WHAT IS EXPECTED –
Line filter on the word "positive": copy each matching line from the entries.

MATERIAL PROVIDED –
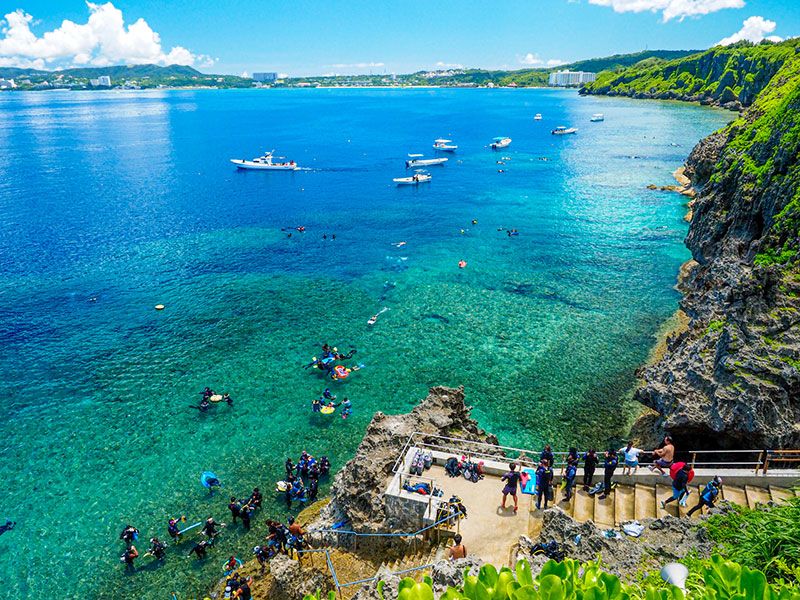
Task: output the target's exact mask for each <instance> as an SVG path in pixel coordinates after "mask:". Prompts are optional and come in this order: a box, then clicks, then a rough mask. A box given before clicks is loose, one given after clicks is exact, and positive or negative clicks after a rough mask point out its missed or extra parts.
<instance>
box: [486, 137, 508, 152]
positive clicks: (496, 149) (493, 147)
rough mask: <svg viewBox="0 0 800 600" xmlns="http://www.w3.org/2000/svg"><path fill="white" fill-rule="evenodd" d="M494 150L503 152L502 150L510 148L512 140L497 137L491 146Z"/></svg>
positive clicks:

OUTPUT FOR THIS TASK –
Task: output the target's exact mask for each <instance> as an SVG path in pixel coordinates after "mask:". Prompts are optional and come in this order: a box, then clicks, then a rough mask. A box given before clicks is loose, one given after clicks is exact, and positive or negative clicks after a rough mask point out its missed or extra parts.
positive clicks: (496, 149) (493, 147)
positive clicks:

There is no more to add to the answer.